In seguito… errasse: la legge va qui a contrapporsi, in Crizia, alla natura; il νόμος (nòmos, una delle traduzioni possibili è “legge”) interviene a regolare i rapporti tra gli uomini ed a distribuire punizioni e premi secondo necessità. La giustizia, dunque, considera tutti alla pari e ritiene che l’insolenza (ύβρις, la cui traslitterazione è hybris) vada punita.
L’invenzione degli dèi secondo Crizia
Queste prime righe preparano il terreno all’argomentazione di Crizia secondo cui gli dèi non sarebbero altro che una creazione umana; vediamo in che termini:
Quindi, poiché le leggi impedivano loro di commettere delitti palesi con violenza, ma occultamente agivano, allora io credo che per la prima volta un uomo astuto e saggio nella mente inventò per gli uomini il terrore <degli dèi>, perché i tristi [i malvagi, NdR] temessero anche per ciò che in modo occulto compissero o dicessero o pensassero. Quindi introdusse il divino (…) che con forza percettiva ode e vede, attuando una volontà e reggendo il tutto, avendo perennemente in sé natura divina: questa forza demoniaca udrà quanto fra gli uomini si dice e vedere potrà ogni loro azione. Se mala impresa tu mediti in silenzio, non sfuggirà agli dèi, perché capacità percettiva <sta negli dèi>. [2]
Perché gli uomini rispettano la legge solo pubblicamente? O, meglio, quando sanno di essere osservati? Perché, invece, in privato trasgrediscono? Seguite il ragionamento. Se esiste uno stato di natura primigenio ed originale, dove la legge non esiste, allora suddetta legge è una creazione umana che, ovviamente, non esisteva prima di venir creata; può sembrare una banalità ma così non è in quanto, accettando il postulato di Crizia, l’uomo, secondo la propria natura, non è portato a comportarsi onestamente e saggiamente nei confronti degli altri ma tenderà sempre a voler prevaricare, a voler ottenere con la forza quanto desidera.

ESTRATTO DATI:
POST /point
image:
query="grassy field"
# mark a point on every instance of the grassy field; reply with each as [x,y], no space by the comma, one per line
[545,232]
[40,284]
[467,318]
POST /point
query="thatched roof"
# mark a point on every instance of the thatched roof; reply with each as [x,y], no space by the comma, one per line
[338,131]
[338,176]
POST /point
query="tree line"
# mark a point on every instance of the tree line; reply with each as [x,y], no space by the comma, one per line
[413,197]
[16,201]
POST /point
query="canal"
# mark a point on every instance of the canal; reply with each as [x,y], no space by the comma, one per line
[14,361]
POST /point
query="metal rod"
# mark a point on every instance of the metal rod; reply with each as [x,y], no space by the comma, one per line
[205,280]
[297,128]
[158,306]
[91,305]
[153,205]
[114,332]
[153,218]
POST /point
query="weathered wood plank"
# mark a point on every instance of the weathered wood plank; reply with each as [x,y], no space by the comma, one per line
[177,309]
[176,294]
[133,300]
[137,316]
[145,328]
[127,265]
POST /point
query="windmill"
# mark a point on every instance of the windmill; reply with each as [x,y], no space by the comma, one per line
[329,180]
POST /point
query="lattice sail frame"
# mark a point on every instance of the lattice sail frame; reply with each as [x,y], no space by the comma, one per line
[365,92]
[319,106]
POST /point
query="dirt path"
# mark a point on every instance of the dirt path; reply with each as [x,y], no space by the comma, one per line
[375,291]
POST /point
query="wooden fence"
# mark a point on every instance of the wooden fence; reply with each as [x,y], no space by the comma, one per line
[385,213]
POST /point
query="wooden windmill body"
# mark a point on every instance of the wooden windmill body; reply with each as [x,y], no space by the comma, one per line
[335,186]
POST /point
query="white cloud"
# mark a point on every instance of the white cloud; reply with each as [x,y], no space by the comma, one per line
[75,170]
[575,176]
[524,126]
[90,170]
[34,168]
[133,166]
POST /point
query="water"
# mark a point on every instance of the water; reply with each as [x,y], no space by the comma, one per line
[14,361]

ESERCIZIO ASSEGNATO 1:
Dal testo su Crizia riporta tutto il brano da "In seguito… errasse: la" fino a "hybris) vada punita.".
ESERCIZIO ASSEGNATO 2:
Per favore, spiega in una o due frasi perché, secondo il testo su Crizia, un uomo astuto inventò il terrore degli dèi.

RISPOSTA COMPLETA 1:
In seguito… errasse: la legge va qui a contrapporsi, in Crizia, alla natura; il νόμος (nòmos, una delle traduzioni possibili è “legge”) interviene a regolare i rapporti tra gli uomini ed a distribuire punizioni e premi secondo necessità. La giustizia, dunque, considera tutti alla pari e ritiene che l’insolenza (ύβρις, la cui traslitterazione è hybris) vada punita.

RISPOSTA COMPLETA 2:
Le leggi impedivano agli uomini di commettere delitti palesi con violenza, ma essi continuavano ad agire di nascosto. Per questo un uomo astuto e saggio inventò il terrore degli dèi, perché i malvagi temessero anche ciò che facevano, dicevano o pensavano in modo occulto.